Stated exercise
Put the lines from the start of the records through the line containing "17 119 L 12" into a numbered list, leaving out any blank lines. Include no other lines.

* START Data to process *

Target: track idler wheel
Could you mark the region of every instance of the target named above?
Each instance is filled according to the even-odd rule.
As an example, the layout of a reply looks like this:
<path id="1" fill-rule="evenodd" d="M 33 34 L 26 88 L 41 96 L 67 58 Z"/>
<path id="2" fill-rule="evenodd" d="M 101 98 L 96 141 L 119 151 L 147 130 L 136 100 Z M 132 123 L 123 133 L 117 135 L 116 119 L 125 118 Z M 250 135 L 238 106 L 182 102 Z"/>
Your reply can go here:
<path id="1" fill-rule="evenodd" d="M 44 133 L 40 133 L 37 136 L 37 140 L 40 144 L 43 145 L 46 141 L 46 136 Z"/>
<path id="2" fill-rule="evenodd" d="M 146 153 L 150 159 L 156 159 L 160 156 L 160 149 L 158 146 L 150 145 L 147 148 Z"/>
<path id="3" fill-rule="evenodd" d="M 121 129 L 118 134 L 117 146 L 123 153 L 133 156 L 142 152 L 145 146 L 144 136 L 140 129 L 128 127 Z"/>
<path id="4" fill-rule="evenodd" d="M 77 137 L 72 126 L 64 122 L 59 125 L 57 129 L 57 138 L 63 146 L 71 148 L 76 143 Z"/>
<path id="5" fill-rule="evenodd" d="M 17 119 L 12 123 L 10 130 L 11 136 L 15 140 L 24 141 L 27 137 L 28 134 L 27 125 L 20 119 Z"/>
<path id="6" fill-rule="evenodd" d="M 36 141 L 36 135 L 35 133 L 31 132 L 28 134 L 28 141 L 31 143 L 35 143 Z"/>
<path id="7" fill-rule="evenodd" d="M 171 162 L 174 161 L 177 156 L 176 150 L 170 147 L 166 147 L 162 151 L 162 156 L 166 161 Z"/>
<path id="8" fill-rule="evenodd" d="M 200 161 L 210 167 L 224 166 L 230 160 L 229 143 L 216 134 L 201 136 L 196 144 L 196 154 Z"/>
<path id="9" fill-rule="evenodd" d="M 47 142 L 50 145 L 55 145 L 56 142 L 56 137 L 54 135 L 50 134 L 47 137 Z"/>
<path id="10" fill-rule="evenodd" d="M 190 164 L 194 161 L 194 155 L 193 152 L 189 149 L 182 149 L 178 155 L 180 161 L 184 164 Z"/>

* END Data to process *

Final result
1. Target: track idler wheel
2. Could you mark the region of every instance of the target named above?
3. Each instance is filled according to the even-odd rule.
4. As an example, the layout of a reply looks like this:
5. <path id="1" fill-rule="evenodd" d="M 33 34 L 26 88 L 41 96 L 67 58 Z"/>
6. <path id="2" fill-rule="evenodd" d="M 101 98 L 96 141 L 119 151 L 147 130 L 136 100 Z M 132 123 L 123 133 L 117 135 L 116 119 L 125 118 Z M 250 135 L 238 106 L 182 102 Z"/>
7. Your reply can go here:
8. <path id="1" fill-rule="evenodd" d="M 44 133 L 40 133 L 37 136 L 37 140 L 40 144 L 43 145 L 46 141 L 46 136 Z"/>
9. <path id="2" fill-rule="evenodd" d="M 146 153 L 150 159 L 156 159 L 160 156 L 160 149 L 158 146 L 150 145 L 147 148 Z"/>
10. <path id="3" fill-rule="evenodd" d="M 121 129 L 118 134 L 117 146 L 123 153 L 133 156 L 142 152 L 145 146 L 144 136 L 140 129 L 128 127 Z"/>
11. <path id="4" fill-rule="evenodd" d="M 77 137 L 72 126 L 64 122 L 59 125 L 57 129 L 57 138 L 63 146 L 71 148 L 76 143 Z"/>
12. <path id="5" fill-rule="evenodd" d="M 17 119 L 12 123 L 10 130 L 11 136 L 15 140 L 24 141 L 27 137 L 28 134 L 27 125 L 20 119 Z"/>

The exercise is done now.